*Short task A*
Name every person mentioned in the Boro piece.

*Excerpt*
= = = =

I suspect even St Jude – the patron saint of lost causes – will be planning on giving this game a miss if he’s glanced at the fixtures. Though when the Saints come marching in at the Riverside on Saturday it will be a timely reminder for sections within the broad church of Boro supporters as to whether Steve Gibson can still be regarded as being in their number. Whilst many will regard as heresy the notion that the previously sanctified saviour of Boro is having his credentials openly questioned, many lost souls are looking for signs of salvation after the club appears to have been left wandering aimlessly in the gloom of Premiership purgatory.
The seeds of hope planted on the back of promotion withered and eventually died on the stony silence of those in charge as they watched and waited for a second-coming of Boro’s winning ways that never came. Patience is normally regarded as a virtue but instead the Boro faithful had their’s tested as the defensive zeal of their managerial messiah ultimately revealed him to be a false prophet. This inertia towards desperately needed change has left aspersions from even the most devout of Boro followers now being cast in the direction of our most worthy of football chairmen in the belief he has committed the cardinal sin of taking his eye off the ball.
In the end Steve Gibson made the call but instead chose to put his faith in the novice Steve Agnew to oversee a resurrection of Boro’s season – a decision that unfortunately failed to inspire a change of sufficient magnitude to ascend the table. Though, whilst final decisions are ultimately the responsibility of the Boro owner it should be pointed out that those choices will be no doubt made at board level and Steve Gibson will weigh up the opinions and advice of those around him before acting.

= = = =

[Region segmentation data]
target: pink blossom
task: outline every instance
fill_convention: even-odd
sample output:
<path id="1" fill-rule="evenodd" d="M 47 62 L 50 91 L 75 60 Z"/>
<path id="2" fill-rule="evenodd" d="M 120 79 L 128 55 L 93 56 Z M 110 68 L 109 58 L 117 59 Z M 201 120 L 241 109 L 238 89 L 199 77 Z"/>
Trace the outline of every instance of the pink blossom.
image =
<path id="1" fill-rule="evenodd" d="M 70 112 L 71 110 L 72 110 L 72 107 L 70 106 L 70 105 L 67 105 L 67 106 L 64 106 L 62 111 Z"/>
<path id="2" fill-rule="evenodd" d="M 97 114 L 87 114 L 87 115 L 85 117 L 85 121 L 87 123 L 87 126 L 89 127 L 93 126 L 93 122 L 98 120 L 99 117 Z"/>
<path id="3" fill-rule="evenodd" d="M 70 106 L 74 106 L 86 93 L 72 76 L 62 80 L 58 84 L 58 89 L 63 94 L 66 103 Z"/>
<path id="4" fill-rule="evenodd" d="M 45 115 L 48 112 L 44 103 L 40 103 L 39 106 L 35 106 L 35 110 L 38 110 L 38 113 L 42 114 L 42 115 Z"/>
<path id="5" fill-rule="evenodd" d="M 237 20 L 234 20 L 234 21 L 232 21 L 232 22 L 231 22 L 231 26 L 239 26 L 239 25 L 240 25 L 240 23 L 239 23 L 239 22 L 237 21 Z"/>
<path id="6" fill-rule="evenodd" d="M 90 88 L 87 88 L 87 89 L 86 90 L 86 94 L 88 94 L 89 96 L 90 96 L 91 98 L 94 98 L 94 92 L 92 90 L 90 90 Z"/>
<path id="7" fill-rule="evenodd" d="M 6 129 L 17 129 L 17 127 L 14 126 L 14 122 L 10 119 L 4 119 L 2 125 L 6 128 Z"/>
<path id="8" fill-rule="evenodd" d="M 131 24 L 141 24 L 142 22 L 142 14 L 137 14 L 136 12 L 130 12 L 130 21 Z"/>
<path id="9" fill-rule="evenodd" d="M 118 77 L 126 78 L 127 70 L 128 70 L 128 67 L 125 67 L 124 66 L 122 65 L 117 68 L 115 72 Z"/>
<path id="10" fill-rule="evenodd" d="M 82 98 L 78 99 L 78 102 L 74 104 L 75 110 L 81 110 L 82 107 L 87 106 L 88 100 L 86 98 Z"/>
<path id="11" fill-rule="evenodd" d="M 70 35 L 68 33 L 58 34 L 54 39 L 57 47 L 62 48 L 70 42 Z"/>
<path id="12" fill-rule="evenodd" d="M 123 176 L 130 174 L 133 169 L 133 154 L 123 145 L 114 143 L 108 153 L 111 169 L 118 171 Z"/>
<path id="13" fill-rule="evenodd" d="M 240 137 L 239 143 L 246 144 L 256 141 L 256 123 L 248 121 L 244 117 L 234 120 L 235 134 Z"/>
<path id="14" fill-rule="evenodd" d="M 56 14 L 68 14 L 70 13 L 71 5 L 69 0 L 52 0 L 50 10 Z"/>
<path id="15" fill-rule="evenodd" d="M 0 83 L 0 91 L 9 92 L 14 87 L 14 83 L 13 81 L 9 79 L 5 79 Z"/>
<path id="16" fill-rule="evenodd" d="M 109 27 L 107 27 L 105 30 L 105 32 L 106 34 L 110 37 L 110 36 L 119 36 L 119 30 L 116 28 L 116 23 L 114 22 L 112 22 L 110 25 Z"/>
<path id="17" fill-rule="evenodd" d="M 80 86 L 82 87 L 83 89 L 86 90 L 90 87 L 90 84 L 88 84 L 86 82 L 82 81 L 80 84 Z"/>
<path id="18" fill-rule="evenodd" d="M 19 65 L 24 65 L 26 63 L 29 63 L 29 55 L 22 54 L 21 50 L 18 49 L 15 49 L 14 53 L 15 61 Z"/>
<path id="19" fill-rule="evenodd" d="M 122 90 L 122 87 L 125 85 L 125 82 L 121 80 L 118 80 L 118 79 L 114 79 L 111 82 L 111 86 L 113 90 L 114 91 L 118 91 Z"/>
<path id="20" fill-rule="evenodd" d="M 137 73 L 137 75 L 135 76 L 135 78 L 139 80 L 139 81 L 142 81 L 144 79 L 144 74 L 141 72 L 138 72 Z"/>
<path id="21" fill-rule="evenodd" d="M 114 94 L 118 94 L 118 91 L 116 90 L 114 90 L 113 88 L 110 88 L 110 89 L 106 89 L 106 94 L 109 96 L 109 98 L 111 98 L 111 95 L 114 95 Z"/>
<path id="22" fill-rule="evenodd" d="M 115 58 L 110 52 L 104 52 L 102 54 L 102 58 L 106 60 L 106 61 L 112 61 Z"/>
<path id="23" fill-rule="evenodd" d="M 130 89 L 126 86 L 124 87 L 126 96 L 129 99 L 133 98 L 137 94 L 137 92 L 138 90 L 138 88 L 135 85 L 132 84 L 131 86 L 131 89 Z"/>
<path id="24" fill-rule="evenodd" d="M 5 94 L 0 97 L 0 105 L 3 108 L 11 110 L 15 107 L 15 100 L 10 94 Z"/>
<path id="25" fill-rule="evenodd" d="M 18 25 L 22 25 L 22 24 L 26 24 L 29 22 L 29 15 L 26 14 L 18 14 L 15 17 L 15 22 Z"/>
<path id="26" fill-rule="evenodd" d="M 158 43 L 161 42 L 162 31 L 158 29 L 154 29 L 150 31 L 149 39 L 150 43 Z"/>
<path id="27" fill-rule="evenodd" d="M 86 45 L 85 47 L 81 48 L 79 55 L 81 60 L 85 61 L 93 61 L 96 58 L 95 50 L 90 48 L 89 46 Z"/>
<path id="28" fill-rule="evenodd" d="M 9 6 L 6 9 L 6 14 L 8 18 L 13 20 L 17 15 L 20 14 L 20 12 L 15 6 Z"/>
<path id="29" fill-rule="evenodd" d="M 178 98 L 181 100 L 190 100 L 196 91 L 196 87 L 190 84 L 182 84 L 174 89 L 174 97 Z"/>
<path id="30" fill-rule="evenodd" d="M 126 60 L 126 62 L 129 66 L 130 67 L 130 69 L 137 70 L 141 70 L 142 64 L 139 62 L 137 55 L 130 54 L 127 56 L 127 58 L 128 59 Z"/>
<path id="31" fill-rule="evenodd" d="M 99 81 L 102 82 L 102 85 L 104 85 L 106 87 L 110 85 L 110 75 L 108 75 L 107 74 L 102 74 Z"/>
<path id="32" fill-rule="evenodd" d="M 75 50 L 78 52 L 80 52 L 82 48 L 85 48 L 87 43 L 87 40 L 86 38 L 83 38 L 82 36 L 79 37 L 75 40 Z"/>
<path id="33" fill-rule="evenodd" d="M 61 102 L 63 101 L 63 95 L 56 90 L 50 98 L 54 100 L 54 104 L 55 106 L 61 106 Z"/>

= = = =

*Short task B*
Count the lines of the listing that contain the string "blossom", and give only the number.

*Result A*
St Jude, Steve Gibson, Steve Agnew

*Result B*
2